THE PROBLEM: Rewrite the items from the line with "Your task: look at the preceding image and identify the person" to the line with "[185,126,213,153]" as a two-column CSV with the columns item and answer, one row per item. Put each item's text and its full answer in its own quoted field, replacing line breaks with spaces.

DATA FOR THE TASK:

• • • • •

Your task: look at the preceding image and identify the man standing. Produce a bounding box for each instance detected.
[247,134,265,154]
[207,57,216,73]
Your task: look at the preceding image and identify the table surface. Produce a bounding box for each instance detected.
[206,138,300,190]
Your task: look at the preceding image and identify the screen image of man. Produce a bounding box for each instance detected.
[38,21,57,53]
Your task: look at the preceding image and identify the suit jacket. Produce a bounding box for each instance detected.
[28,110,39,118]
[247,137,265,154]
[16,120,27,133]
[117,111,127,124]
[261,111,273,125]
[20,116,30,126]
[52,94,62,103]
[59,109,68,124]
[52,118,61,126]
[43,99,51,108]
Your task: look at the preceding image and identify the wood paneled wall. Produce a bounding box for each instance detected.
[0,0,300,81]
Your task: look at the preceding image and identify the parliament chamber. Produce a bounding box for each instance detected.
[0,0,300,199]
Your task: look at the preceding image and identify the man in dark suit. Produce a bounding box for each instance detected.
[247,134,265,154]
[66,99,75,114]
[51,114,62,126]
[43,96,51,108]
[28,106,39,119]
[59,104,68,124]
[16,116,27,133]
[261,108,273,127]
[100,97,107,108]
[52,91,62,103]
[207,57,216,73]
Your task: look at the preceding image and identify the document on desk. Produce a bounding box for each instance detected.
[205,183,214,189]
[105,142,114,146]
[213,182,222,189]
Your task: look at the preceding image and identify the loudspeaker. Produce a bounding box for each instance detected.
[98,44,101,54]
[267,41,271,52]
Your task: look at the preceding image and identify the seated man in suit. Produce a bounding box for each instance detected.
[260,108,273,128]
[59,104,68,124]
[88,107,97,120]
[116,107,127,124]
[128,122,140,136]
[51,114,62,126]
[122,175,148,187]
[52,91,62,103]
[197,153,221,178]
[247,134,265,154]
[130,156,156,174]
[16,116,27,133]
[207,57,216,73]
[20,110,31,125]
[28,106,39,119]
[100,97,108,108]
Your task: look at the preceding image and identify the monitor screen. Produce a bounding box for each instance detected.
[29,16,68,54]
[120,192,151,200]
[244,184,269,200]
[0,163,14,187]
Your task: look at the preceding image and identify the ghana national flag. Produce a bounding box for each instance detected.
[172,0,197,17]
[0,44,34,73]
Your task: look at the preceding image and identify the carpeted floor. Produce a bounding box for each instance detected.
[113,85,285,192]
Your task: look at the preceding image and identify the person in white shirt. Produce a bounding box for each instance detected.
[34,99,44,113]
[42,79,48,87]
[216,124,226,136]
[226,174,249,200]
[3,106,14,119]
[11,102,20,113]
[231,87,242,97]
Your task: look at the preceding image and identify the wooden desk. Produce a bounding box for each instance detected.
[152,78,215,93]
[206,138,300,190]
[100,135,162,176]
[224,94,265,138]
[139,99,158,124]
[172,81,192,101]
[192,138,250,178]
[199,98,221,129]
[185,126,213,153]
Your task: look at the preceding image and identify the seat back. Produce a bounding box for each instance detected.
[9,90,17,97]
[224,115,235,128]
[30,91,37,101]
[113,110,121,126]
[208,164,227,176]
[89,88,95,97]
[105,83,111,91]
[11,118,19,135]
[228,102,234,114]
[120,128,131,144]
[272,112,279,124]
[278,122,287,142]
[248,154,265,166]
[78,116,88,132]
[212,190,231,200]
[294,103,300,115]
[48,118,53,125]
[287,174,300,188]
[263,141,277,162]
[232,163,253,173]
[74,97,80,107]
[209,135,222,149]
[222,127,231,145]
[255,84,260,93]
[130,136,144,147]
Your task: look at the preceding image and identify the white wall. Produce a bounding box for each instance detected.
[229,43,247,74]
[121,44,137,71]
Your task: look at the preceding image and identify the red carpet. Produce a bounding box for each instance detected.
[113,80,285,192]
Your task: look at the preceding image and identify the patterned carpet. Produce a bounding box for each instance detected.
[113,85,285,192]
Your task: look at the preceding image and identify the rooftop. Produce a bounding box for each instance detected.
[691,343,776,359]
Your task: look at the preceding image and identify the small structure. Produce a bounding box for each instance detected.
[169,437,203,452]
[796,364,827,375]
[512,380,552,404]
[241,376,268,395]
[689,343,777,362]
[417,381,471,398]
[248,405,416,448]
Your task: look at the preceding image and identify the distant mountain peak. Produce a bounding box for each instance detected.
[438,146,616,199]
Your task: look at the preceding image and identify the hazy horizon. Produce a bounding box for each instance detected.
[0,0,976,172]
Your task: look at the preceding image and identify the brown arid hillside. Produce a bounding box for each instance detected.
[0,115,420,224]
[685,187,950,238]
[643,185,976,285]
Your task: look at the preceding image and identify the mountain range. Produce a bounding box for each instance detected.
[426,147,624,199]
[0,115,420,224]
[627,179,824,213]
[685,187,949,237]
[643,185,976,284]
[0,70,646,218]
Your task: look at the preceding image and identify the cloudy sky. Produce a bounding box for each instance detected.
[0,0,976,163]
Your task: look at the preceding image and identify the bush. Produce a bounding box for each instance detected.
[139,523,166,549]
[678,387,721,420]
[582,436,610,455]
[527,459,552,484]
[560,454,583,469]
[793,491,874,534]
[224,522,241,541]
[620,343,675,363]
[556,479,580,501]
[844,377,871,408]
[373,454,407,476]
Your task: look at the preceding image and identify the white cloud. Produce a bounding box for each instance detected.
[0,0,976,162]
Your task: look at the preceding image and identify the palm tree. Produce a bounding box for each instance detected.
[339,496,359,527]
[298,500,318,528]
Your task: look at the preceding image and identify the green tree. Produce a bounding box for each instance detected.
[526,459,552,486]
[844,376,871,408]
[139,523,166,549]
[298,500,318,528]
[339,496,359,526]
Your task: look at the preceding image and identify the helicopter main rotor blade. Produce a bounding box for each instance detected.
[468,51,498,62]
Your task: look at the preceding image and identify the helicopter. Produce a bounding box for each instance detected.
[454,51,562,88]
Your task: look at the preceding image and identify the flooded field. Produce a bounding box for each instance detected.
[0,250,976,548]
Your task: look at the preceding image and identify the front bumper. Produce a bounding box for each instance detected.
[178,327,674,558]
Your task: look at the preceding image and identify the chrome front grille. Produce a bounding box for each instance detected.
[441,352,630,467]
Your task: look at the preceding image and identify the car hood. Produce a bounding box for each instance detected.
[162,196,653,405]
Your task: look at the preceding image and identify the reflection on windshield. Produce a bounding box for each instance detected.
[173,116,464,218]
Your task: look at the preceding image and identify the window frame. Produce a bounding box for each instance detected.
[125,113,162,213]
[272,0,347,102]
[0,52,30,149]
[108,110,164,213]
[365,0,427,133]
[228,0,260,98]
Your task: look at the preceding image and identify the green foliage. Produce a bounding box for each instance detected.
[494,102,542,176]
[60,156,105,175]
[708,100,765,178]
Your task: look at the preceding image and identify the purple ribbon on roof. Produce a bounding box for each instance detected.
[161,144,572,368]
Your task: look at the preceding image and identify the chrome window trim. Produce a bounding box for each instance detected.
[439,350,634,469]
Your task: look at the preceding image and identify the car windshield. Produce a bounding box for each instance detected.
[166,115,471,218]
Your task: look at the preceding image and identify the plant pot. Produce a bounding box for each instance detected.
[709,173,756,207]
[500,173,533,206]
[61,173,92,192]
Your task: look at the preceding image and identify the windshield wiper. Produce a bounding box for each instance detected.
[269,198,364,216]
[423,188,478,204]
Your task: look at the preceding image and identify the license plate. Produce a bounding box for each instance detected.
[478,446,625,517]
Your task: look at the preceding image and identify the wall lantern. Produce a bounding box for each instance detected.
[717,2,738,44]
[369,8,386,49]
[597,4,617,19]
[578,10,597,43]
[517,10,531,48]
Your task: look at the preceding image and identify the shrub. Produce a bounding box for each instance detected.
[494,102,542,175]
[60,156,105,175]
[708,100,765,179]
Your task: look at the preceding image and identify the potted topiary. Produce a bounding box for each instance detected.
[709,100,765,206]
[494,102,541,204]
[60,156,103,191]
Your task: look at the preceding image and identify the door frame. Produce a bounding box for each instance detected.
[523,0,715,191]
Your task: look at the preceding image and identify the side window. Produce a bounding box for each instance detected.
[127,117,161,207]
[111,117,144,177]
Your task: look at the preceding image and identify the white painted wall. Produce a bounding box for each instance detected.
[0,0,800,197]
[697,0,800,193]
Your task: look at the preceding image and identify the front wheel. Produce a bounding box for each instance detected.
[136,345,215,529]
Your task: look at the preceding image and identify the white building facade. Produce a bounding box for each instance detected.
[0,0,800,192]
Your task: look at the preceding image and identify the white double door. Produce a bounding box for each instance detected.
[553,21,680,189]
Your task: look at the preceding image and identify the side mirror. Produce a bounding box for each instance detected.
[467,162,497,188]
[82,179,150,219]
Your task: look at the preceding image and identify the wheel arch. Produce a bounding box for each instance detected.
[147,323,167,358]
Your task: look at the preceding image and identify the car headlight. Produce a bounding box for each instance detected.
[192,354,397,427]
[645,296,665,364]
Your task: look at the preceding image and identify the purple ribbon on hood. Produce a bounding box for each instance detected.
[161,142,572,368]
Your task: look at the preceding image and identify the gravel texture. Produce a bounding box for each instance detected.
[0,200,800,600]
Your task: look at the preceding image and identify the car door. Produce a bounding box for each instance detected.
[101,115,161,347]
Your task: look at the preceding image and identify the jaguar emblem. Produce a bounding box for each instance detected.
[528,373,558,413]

• • • • •

WRITTEN ANSWER:
item,answer
"Your task: look at the preceding image and identify the person in white shirt. Produce a bounding box for each instance detected.","[34,99,44,113] [42,79,48,87] [216,124,226,136] [226,174,249,200] [3,106,14,119] [11,102,20,113] [231,87,242,97]"
"Your task: look at the preceding image and identify the wooden desk. Produce a bounding box for each instance detected.","[152,78,215,93] [206,138,300,190] [100,135,162,176] [224,94,265,138] [139,99,158,124] [172,81,192,101] [192,138,250,178] [199,98,221,129] [185,126,213,153]"